## 本文
きのう触れた江別市の地質的な高台地形、舌状台地に立地する建物。
古地形的に見ても、北海道の石狩低地帯のなかの「要衝地」。
石狩川は上川地方の淵源地から扇状地を作りながら南下して
この周辺になってくると、平地になって蛇行が大きくなる。
古来、氾濫を繰り返してきたことが明らかに見て取れるそうですが、
明治の開拓期の地形測量でもそのように判断して
やや高台になっているこの「野幌丘陵」地域を屯田兵村地域と定めた。
舌状台地の突端が石狩川に対面するような位置関係に相当する。
兵村の展開は波状的に数回にわたって行われ、
旧軍隊組織の「中隊」規模にまで多数の屯田兵屋が配置された。
札幌の琴似、山鼻に続いて3番目に入地が進んだ地域です。
農地という選定基準もさりながら、交通も当然、北海道内内陸地の
戦略地形的な要衝地という認識があったということでしょう。
兵村の展開としては、琴似が「集村」形式で一戸あたりの家屋面積が
150坪と小さめの敷地の都市型であるのに対して、
こちらでは一般的には4,000坪程度の区割りで「散村」形式が取られている。
もちろんこの4,000坪でも「農地」としては小さいので、ほかにも
土地は割り当てられていたということです。
屯田兵村の各戸配置計画はその兵村ごとにいろいろな試みがされている。
また建築工法としても、間取り計画としても変遷が見て取れる。
開拓使の後継組織という性格も強い地方政府組織「北海道」が
全国でも稀有なほどに「住宅政策」について強い関心を持つのは
こういったDNAの作用が大きいと思っています。

## 課題
1) 本文のうち、「札幌の琴似、山鼻に続いて3番目に入地が進んだ地域です。」を含む言葉で始まり「こちらでは一般的には4,000坪程度の区割りで「散村」形式が取られている。」で終わる部分を、「150坪」を「200坪」に変えて書き直してください。
2) リストの中から「target」という語を含む行を、ひとつ残らず書き出して示してください。
本文とリストは、おたがいに関係ありません。

## 練習用の資料
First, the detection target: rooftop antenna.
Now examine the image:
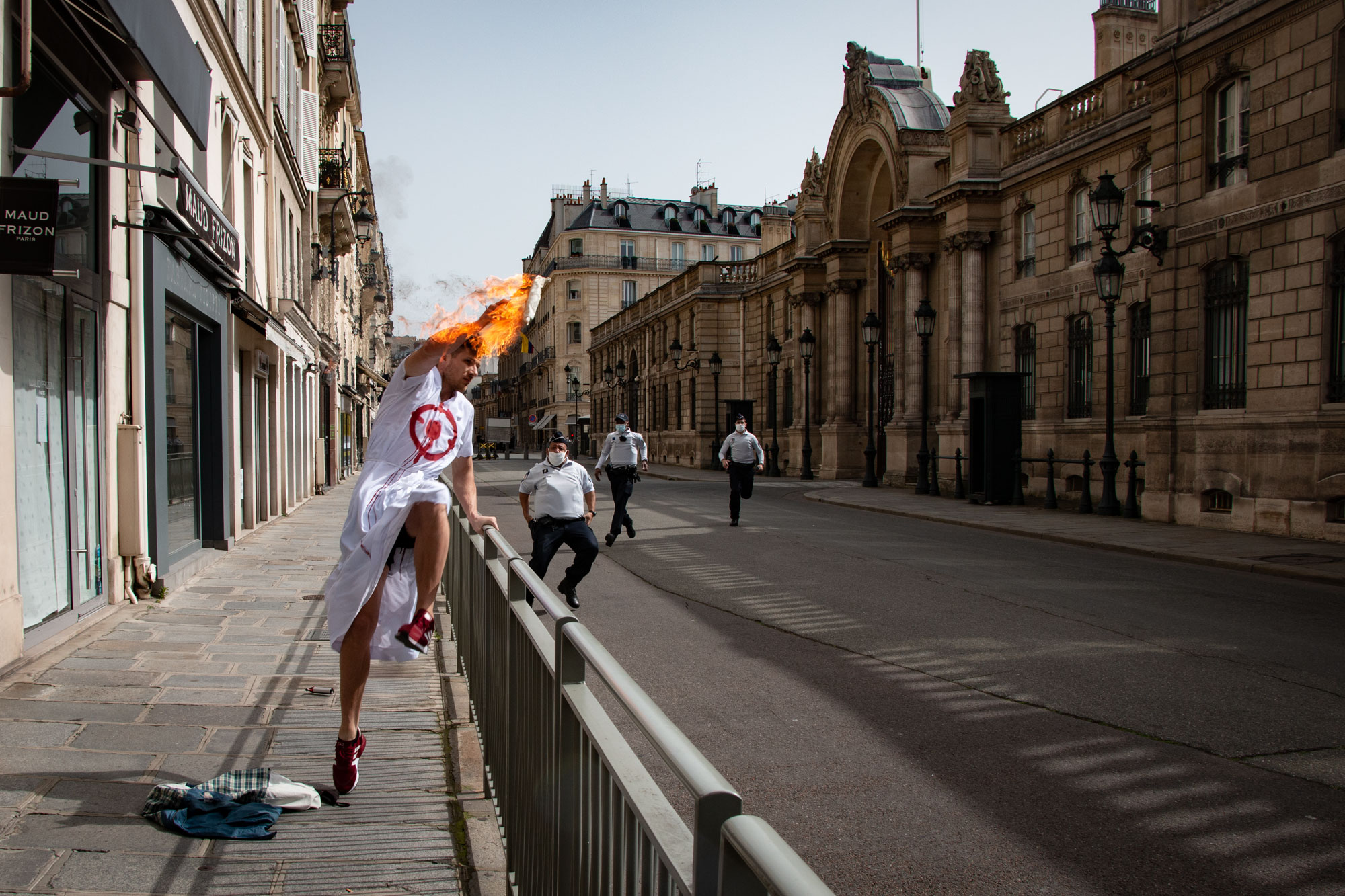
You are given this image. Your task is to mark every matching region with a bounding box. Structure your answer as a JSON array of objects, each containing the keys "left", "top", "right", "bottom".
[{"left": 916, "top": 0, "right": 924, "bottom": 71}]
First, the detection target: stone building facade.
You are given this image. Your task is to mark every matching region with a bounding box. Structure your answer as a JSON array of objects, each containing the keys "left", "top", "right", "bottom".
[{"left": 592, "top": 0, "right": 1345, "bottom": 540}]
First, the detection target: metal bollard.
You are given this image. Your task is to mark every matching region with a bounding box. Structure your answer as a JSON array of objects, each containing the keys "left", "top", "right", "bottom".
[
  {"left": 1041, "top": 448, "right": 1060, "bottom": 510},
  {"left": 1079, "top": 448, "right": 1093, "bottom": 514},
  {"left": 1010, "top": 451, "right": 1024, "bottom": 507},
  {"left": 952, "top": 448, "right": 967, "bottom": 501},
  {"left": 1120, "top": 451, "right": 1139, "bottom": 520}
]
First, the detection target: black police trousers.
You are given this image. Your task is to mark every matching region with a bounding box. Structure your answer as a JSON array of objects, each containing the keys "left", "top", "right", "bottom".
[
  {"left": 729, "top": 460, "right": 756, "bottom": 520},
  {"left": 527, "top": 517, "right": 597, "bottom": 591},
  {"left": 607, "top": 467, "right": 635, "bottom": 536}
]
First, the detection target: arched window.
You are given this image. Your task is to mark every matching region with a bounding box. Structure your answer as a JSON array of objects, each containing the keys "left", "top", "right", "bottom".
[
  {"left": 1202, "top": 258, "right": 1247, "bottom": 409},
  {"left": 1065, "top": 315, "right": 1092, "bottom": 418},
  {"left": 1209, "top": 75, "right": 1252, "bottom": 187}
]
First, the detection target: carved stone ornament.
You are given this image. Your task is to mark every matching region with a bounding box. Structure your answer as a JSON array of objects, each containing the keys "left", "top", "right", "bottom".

## 課題の答え
1)
札幌の琴似、山鼻に続いて3番目に入地が進んだ地域です。
農地という選定基準もさりながら、交通も当然、北海道内内陸地の
戦略地形的な要衝地という認識があったということでしょう。
兵村の展開としては、琴似が「集村」形式で一戸あたりの家屋面積が
200坪と小さめの敷地の都市型であるのに対して、
こちらでは一般的には4,000坪程度の区割りで「散村」形式が取られている。

2)
First, the detection target: rooftop antenna.
First, the detection target: stone building facade.
First, the detection target: metal bollard.
First, the detection target: black police trousers.
First, the detection target: arched window.
First, the detection target: carved stone ornament.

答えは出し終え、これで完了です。